● What is asked
Reproduce all of the entries below line for line, changing nothing.

● Given data
◆ ◆ ◆ ◆ ◆

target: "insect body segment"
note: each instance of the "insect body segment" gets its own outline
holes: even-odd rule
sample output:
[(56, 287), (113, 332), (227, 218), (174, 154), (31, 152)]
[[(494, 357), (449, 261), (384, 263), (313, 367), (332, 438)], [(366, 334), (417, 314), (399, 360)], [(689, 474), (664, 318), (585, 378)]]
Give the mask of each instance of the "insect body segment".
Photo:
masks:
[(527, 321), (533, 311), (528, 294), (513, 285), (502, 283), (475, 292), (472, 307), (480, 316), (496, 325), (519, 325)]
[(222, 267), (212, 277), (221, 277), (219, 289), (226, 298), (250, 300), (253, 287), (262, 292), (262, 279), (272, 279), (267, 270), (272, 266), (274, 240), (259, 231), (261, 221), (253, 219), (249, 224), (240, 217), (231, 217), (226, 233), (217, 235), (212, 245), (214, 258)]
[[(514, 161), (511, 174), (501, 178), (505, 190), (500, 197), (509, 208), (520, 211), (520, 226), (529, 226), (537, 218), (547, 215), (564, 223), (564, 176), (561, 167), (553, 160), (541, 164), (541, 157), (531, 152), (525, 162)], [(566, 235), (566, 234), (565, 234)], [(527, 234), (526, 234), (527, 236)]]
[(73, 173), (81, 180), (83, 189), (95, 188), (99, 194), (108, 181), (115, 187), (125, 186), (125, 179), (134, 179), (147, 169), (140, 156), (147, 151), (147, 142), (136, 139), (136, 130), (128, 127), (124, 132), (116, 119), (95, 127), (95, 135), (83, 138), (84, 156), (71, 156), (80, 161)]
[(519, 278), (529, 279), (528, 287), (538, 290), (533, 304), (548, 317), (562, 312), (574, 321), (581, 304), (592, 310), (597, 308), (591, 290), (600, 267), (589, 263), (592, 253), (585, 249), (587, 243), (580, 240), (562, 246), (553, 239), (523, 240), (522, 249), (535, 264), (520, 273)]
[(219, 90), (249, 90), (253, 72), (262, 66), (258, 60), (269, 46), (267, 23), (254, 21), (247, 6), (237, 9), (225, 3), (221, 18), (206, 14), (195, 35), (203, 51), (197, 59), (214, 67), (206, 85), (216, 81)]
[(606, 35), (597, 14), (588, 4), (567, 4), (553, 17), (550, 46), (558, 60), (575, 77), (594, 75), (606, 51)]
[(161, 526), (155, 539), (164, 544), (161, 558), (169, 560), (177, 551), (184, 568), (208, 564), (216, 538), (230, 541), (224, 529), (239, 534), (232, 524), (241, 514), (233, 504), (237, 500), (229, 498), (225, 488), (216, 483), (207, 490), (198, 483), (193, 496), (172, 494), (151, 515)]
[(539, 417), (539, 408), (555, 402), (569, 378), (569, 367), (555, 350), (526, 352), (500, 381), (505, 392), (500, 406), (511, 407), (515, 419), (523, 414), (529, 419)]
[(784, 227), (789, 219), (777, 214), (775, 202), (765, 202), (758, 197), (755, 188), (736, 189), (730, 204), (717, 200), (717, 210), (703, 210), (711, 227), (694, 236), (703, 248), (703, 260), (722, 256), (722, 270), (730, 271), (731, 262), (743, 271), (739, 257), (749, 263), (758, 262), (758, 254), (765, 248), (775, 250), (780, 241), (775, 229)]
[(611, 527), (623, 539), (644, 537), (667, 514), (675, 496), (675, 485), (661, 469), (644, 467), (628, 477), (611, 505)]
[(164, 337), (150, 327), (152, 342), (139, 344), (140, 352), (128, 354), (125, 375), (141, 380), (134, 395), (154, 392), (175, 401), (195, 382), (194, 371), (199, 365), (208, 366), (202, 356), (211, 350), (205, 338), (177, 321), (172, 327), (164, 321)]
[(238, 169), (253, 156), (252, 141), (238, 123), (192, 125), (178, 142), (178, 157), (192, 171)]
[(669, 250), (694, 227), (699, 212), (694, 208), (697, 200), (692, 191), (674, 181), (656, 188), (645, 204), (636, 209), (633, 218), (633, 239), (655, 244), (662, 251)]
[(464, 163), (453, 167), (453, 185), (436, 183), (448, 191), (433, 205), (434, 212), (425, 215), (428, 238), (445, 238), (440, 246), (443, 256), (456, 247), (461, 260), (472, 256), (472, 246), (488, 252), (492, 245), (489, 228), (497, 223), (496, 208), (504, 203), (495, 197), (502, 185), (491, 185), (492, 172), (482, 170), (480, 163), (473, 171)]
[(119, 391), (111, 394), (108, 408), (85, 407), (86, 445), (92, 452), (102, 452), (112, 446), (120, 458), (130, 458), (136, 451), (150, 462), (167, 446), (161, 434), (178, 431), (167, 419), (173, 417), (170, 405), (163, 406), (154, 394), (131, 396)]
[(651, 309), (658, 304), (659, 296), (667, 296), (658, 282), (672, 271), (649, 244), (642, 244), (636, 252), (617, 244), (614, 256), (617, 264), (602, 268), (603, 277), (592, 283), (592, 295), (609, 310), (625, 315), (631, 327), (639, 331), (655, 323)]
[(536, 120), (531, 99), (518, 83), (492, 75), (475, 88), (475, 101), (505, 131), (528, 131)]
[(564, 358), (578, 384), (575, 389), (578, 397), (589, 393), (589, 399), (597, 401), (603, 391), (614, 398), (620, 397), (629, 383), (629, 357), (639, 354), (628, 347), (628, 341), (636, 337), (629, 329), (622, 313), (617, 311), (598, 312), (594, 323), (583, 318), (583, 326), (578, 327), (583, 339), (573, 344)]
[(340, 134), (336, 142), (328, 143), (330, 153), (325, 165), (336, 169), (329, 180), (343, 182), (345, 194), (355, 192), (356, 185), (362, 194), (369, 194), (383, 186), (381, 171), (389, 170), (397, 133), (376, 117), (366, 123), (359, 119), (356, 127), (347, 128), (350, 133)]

◆ ◆ ◆ ◆ ◆

● Solution to this problem
target: "insect body segment"
note: each instance of the "insect body segment" gets its own outline
holes: even-odd rule
sample output:
[(56, 287), (113, 332), (227, 218), (174, 154), (31, 152)]
[[(494, 357), (449, 261), (384, 263), (313, 367), (332, 438)], [(366, 334), (417, 314), (399, 360)], [(689, 474), (664, 318), (585, 378)]]
Give the mask of each instance of the "insect body segment".
Photo:
masks:
[(527, 321), (533, 311), (528, 294), (513, 285), (502, 283), (475, 292), (472, 307), (480, 316), (496, 325), (519, 325)]
[(222, 267), (212, 277), (221, 277), (219, 289), (226, 298), (250, 300), (253, 287), (262, 292), (262, 279), (272, 279), (267, 270), (272, 266), (274, 240), (259, 231), (261, 221), (253, 219), (249, 224), (240, 217), (231, 217), (226, 233), (217, 235), (212, 245), (214, 258)]
[[(514, 161), (511, 174), (501, 178), (505, 190), (500, 197), (509, 208), (520, 211), (520, 226), (529, 226), (537, 218), (547, 215), (564, 223), (564, 176), (561, 167), (553, 160), (541, 164), (541, 157), (531, 152), (525, 162)], [(566, 235), (566, 234), (565, 234)], [(527, 234), (526, 234), (527, 236)]]
[(73, 173), (81, 180), (83, 189), (95, 188), (99, 194), (108, 181), (115, 187), (125, 186), (125, 179), (134, 179), (147, 169), (140, 156), (147, 151), (147, 142), (136, 139), (136, 130), (128, 127), (124, 132), (116, 119), (95, 127), (95, 135), (83, 138), (84, 156), (71, 156), (80, 161)]
[(519, 278), (529, 279), (528, 287), (538, 290), (533, 304), (548, 317), (562, 312), (574, 321), (581, 304), (592, 310), (597, 308), (591, 290), (600, 267), (589, 263), (592, 253), (585, 249), (587, 243), (580, 240), (562, 246), (553, 239), (523, 240), (522, 249), (535, 264), (520, 273)]
[(219, 90), (249, 90), (253, 72), (262, 66), (258, 60), (269, 46), (267, 23), (254, 21), (247, 6), (237, 9), (225, 3), (221, 18), (206, 14), (195, 35), (203, 51), (197, 59), (214, 67), (206, 85), (216, 81)]
[(606, 35), (597, 14), (588, 4), (567, 4), (553, 17), (550, 46), (558, 60), (575, 77), (594, 75), (606, 51)]
[(161, 526), (155, 539), (164, 544), (161, 558), (169, 560), (177, 551), (184, 568), (208, 564), (216, 538), (230, 541), (224, 529), (239, 534), (232, 524), (241, 514), (233, 504), (237, 500), (229, 498), (225, 488), (216, 483), (207, 490), (198, 483), (193, 496), (172, 494), (151, 515)]
[(539, 417), (539, 408), (555, 402), (569, 378), (569, 367), (555, 350), (526, 352), (500, 381), (505, 392), (500, 406), (511, 407), (515, 419), (523, 414), (529, 419)]
[(784, 227), (789, 219), (777, 214), (775, 202), (765, 202), (758, 197), (755, 188), (736, 189), (730, 204), (717, 200), (717, 210), (703, 210), (711, 227), (694, 236), (703, 248), (703, 260), (722, 256), (722, 270), (730, 271), (731, 262), (743, 271), (739, 257), (749, 263), (758, 262), (758, 254), (765, 248), (775, 250), (780, 241), (775, 229)]
[(611, 527), (623, 539), (644, 537), (667, 514), (675, 496), (675, 485), (661, 469), (644, 467), (628, 477), (611, 505)]
[(164, 337), (150, 327), (152, 342), (139, 344), (140, 352), (128, 354), (125, 375), (141, 380), (134, 395), (154, 392), (175, 401), (195, 382), (194, 371), (199, 365), (208, 366), (202, 356), (211, 350), (205, 338), (177, 321), (172, 327), (164, 321)]
[(238, 169), (253, 156), (252, 141), (238, 123), (192, 125), (178, 142), (178, 157), (192, 171)]
[(669, 250), (694, 227), (699, 212), (694, 208), (697, 200), (692, 191), (674, 181), (656, 188), (645, 204), (636, 209), (633, 218), (633, 239), (655, 244), (662, 251)]
[(464, 163), (453, 167), (453, 185), (436, 183), (448, 191), (433, 205), (434, 212), (425, 215), (428, 238), (445, 238), (440, 246), (443, 256), (456, 247), (461, 260), (472, 256), (472, 246), (488, 252), (492, 245), (489, 228), (497, 223), (496, 208), (504, 203), (495, 197), (502, 185), (491, 185), (492, 172), (482, 170), (480, 163), (473, 171)]
[(119, 391), (111, 394), (108, 408), (85, 407), (86, 445), (92, 452), (102, 452), (112, 446), (120, 458), (130, 458), (136, 451), (150, 462), (167, 446), (161, 434), (178, 431), (167, 419), (173, 417), (170, 405), (163, 406), (154, 394), (131, 396)]
[(651, 309), (658, 304), (659, 296), (667, 296), (658, 282), (672, 271), (649, 244), (642, 244), (636, 252), (617, 244), (614, 256), (617, 264), (602, 268), (603, 277), (592, 283), (592, 295), (609, 310), (625, 315), (631, 327), (639, 331), (655, 323)]
[(536, 120), (531, 99), (518, 83), (492, 75), (475, 88), (475, 101), (505, 131), (528, 131)]
[(564, 358), (578, 384), (575, 389), (578, 397), (589, 393), (589, 399), (597, 401), (603, 391), (614, 398), (620, 397), (629, 383), (629, 357), (639, 354), (628, 347), (628, 341), (636, 337), (629, 329), (622, 313), (617, 311), (598, 312), (594, 323), (583, 318), (583, 326), (578, 327), (583, 339), (573, 344)]
[(340, 134), (336, 142), (328, 143), (330, 153), (325, 165), (336, 169), (329, 180), (343, 182), (345, 194), (355, 192), (356, 185), (362, 194), (369, 194), (383, 186), (381, 171), (389, 170), (397, 133), (376, 117), (366, 123), (359, 119), (356, 127), (347, 128), (350, 133)]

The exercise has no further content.